Reading passage:
That's a common misconception. Actually it's the probability of getting your experimental results given that your null hypothesis is right.

2 comments

So "probability to perceive what you are perceiving just because of dumb luck"?

Then research with high p-value would just mean "we tried, and we still know practically nothing".

Well normally, hypothesis is wrong <-> null hypothesis is right.
No, if the null hypothesis is right that implies that the hypothesis is wrong, but the implication relationship does not go the other direction.

Consider an experiment where your hypothesis is that cold temperatures cause the common cold. This is a good example for a thought experiment because we "know the answer" in a way (there have been a lot of experiments on this). The null hypothesis in this case is that cold temperatures are uncorrelated with incidence of the common cold.

You place people in isolation in cold areas and a control group in warm areas, and study how many get the common cold. None of the people who didn't already have colds get the common cold: because they are in isolation and the common cold is caused by rhinoviruses (which they can't get because they are in isolation), you get exactly the same results.

This disproves the hypothesis, but it does not prove the null hypothesis, that cold temperatures and the common cold are unrelated. Cold temperatures are, in fact, related to the common cold.

Material supplied:
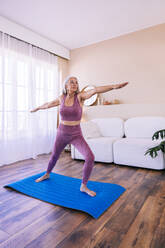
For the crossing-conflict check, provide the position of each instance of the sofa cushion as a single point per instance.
(110, 127)
(90, 129)
(144, 126)
(101, 147)
(130, 151)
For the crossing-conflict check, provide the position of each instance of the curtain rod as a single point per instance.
(34, 45)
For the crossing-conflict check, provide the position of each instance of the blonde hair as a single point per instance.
(64, 91)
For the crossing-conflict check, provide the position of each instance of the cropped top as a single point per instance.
(71, 113)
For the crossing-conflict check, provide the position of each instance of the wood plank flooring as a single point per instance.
(136, 219)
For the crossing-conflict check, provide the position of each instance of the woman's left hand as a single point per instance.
(117, 86)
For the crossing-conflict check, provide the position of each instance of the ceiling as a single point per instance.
(78, 23)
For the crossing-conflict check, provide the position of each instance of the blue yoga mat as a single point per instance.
(65, 191)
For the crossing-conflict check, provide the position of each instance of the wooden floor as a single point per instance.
(136, 219)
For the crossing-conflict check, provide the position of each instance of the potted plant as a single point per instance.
(153, 150)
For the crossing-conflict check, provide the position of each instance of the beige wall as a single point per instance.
(63, 66)
(138, 57)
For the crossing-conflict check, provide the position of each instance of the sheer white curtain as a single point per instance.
(28, 78)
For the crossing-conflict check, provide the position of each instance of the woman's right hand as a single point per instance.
(34, 110)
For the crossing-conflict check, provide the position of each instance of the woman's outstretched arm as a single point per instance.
(47, 105)
(101, 89)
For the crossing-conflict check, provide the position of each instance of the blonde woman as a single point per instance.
(69, 130)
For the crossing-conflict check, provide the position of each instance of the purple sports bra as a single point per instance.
(71, 113)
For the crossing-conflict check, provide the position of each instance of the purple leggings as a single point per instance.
(72, 135)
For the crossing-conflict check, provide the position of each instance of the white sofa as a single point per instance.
(114, 140)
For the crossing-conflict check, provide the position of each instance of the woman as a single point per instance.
(69, 130)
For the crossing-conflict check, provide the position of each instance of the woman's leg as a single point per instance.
(60, 142)
(82, 146)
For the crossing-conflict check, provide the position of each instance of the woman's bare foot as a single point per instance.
(84, 188)
(44, 177)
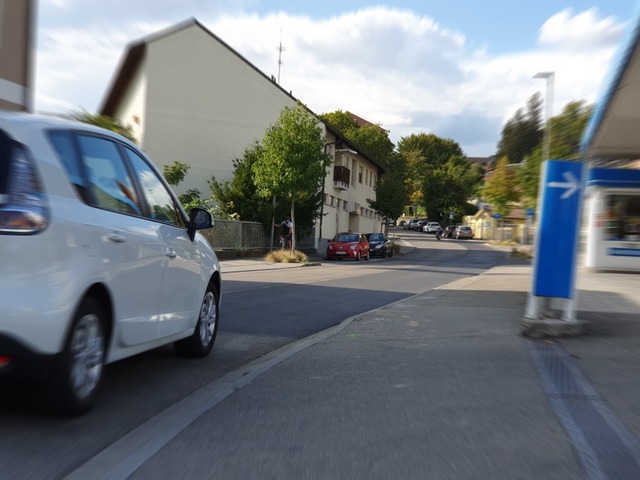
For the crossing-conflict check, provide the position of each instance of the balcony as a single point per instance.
(341, 177)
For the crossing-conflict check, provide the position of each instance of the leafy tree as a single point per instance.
(500, 187)
(292, 164)
(390, 189)
(566, 135)
(433, 150)
(104, 121)
(449, 187)
(238, 197)
(567, 130)
(341, 121)
(522, 133)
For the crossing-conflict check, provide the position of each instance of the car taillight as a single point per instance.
(23, 207)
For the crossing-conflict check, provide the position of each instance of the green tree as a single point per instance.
(390, 189)
(433, 150)
(449, 187)
(567, 130)
(341, 121)
(292, 164)
(500, 188)
(522, 133)
(104, 121)
(238, 198)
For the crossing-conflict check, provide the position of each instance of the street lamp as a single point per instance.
(548, 103)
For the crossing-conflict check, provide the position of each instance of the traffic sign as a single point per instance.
(559, 220)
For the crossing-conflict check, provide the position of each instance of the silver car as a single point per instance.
(100, 261)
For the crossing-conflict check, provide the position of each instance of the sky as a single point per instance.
(458, 69)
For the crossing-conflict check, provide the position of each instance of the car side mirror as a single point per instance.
(199, 219)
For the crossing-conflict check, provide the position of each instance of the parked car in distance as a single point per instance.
(379, 245)
(449, 231)
(463, 231)
(408, 225)
(431, 227)
(348, 245)
(418, 225)
(100, 262)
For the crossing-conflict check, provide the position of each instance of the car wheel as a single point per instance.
(200, 343)
(73, 386)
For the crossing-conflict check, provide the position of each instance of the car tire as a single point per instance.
(75, 381)
(200, 343)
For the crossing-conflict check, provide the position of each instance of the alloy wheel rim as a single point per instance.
(87, 354)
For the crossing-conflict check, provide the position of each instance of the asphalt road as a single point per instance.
(261, 312)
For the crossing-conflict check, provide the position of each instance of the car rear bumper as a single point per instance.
(18, 362)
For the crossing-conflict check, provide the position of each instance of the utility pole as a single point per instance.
(280, 50)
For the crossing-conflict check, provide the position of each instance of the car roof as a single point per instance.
(22, 121)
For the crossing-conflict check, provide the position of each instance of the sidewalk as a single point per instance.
(437, 386)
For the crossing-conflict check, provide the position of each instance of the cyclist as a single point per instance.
(286, 229)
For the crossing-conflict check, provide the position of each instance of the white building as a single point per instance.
(190, 97)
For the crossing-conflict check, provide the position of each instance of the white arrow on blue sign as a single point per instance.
(559, 220)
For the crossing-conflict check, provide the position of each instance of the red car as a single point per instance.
(348, 245)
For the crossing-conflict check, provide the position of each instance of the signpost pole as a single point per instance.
(554, 268)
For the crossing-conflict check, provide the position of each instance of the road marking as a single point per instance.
(571, 185)
(605, 448)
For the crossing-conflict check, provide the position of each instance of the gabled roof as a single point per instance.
(136, 51)
(612, 132)
(342, 142)
(134, 55)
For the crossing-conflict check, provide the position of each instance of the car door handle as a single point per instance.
(116, 237)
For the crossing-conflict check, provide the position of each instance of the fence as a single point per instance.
(234, 235)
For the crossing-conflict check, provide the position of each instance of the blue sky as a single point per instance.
(459, 69)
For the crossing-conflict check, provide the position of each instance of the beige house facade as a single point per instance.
(349, 184)
(190, 97)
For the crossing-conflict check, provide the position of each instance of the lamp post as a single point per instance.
(548, 104)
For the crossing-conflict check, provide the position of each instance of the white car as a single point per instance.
(431, 227)
(99, 260)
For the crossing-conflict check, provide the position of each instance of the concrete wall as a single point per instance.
(205, 105)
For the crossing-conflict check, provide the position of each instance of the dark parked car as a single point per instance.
(418, 225)
(464, 232)
(379, 245)
(348, 245)
(449, 231)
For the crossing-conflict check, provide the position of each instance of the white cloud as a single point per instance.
(387, 65)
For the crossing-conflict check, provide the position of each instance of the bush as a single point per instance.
(285, 256)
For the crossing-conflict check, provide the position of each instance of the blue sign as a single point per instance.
(559, 220)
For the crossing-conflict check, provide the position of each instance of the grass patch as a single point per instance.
(509, 243)
(285, 256)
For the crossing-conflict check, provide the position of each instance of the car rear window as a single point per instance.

Instructions:
[a] Say whether each statement agrees with the discussion of p-values and the null hypothesis, answering yes or no and quoting the deciding words from it. (i) In the cold experiment, the control group is placed in warm areas. (ii) The experiment is said to prove the null hypothesis. (iii) Rhinoviruses are named as the cause of the common cold.
[b] Proceed with the discussion of p-values and the null hypothesis, picking up after its final sentence.
The records were taken from a different source.

Written answers:
[a]
(i) Yes: "a control group in warm areas"
(ii) No: "it does not prove the null hypothesis"
(iii) Yes: "the common cold is caused by rhinoviruses"

[b]
Try a second experiment: you place people in groups of five in cold areas and in warm areas, and discover a moderately high correlation between cold temperature and incidence of the common cold. This disproves the null hypothesis. But the simple hypothesis that cold temperature causes the common cold has also been disproven by your first experiment.

The reason for this is that the correlation between cold temperature and the common cold is a dependent correlation: given that rhinovirus is present in the system cold temperature is correlated with incidence of common cold (rhinoviruses reproduce ideally at temperatures significantly lower than human homeostatic temperature).

The null hypothesis is not just a statement that there is no independent correlation, it's a statement that there is no independent or dependent correlation. As such, the null hypothesis is an extremely broad hypothesis which is impossible to practically prove. This is why there's such a focus on finding correlations rather than finding non-correlations: you aren't going to prove the null hypothesis.